---------- PAGE EXTRACT ----------

The key word here is education. If we arm healthcare professionals with the right skills and knowledge, we have a real chance to help 450,000+ Australians living with wounds, and to reduce the $6.6 billion cost to our health and aged care budgets every year.
What is the biggest misconception about chronic wounds?
One of the biggest misconceptions about chronic wounds is that they are minor issues that will heal on their own over time. Chronic wounds are much more complex and serious than commonly perceived.
Here are a few key misconceptions that I hear often:
Chronic wounds are just like regular cuts or wounds: Chronic wounds differ significantly from acute wounds, such as minor cuts or abrasions. Unlike acute wounds that typically heal within a predictable timeframe, chronic wounds fail to progress through the normal healing stages. They often persist for an extended period, leading to significant physical, emotional and financial burdens for patients.
Chronic wounds are the result of poor hygiene: While maintaining proper hygiene is essential for wound healing, chronic wounds can arise from various underlying factors, including vascular disease, diabetes, pressure ulcers, infections or other medical conditions. Poor circulation, impaired immune function and underlying health issues are often key contributors to chronic wounds.
Chronic wounds are solely the consequence of inadequate wound care: While appropriate wound care is crucial, chronic wounds are often complex and multifactorial in nature. They may require comprehensive treatment plans set by wound specialists that address underlying conditions, manage infection, improve blood flow, relieve pressure and promote healing through advanced wound care techniques.
Chronic wounds are not a significant healthcare issue: Chronic wounds impose a substantial burden on individuals, families and healthcare systems. They can lead to prolonged hospital stays, increased healthcare costs, reduced productivity and diminished quality of life. Estimates suggest that chronic wounds affect millions of people worldwide, making them a significant public health concern. Often the skin – the largest organ on the body – is just not taken seriously enough!
What more can be done from a government/policy perspective to improve care for Australians managing chronic wounds?
It’s such a big area that there is a lot of work that could be done. The Wound Consumables Scheme announced by the Government in this year’s budget is a really important step in the right direction. Wounds Australia is committed to seeing a national wound care framework implemented that focuses on prevention, early detection and effective management and ultimately healing of wounds.
Ensuring the framework delivers greater integration of wound care into primary healthcare, encourages and facilitates a multidisciplinary approach, enhances education and training for healthcare professionals, delivers broader consumer access to wound care clinics and specialist services, funds more research, and increases consumer support programs is Wounds Australia’s ultimate goal.
Why should students or early career nurses consider a career as a wound nurse?
Choosing to become a wound nurse offers students and early career nurses the opportunity to develop specialised expertise in wound assessment, management and treatment.
Wounds are a growing problem in Australia, so professionals with advanced skills in this area can expect significant job opportunities and career growth. By providing specialised care, wound nurses can make a positive impact on patients’ lives, improving their overall wellbeing and contributing to their healing journey.
Collaboration with interdisciplinary teams, continual learning and innovation, varied work settings and the satisfaction of positively impacting patients’ lives make wound nursing such a rewarding and fulfilling job.

---------- DATASET CONTENT ----------

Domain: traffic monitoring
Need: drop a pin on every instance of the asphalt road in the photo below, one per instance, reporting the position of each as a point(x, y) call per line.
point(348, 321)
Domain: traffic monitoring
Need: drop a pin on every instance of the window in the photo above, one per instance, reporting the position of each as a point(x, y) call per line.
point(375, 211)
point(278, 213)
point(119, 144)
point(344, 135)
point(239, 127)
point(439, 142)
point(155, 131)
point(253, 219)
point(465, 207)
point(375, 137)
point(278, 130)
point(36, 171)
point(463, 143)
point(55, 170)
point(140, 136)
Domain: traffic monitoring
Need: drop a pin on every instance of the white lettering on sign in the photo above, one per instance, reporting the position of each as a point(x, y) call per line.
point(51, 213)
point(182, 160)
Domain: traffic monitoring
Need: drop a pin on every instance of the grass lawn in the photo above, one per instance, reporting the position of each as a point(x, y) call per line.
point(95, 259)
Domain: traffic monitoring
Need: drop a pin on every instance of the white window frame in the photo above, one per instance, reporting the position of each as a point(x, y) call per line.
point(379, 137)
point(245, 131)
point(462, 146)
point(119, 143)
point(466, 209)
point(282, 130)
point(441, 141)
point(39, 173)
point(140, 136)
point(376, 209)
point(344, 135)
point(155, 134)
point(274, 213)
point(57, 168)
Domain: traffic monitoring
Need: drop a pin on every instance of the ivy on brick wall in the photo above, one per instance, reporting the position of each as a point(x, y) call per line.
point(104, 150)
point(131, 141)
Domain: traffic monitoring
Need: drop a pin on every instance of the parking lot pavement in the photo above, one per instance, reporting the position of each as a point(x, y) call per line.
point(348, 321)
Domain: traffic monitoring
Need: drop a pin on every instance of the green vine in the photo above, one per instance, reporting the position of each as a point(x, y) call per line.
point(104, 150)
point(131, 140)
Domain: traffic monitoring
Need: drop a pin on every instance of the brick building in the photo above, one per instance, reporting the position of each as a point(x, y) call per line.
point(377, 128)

----------

EXERCISE REQUIREMENTS »
Rewrite the part of the chronic wounds text starting at "Wounds are a" and ending at "and fulfilling job.", replacing "job opportunities" with "employment prospects".

RESULT »
Wounds are a growing problem in Australia, so professionals with advanced skills in this area can expect significant employment prospects and career growth. By providing specialised care, wound nurses can make a positive impact on patients’ lives, improving their overall wellbeing and contributing to their healing journey.
Collaboration with interdisciplinary teams, continual learning and innovation, varied work settings and the satisfaction of positively impacting patients’ lives make wound nursing such a rewarding and fulfilling job.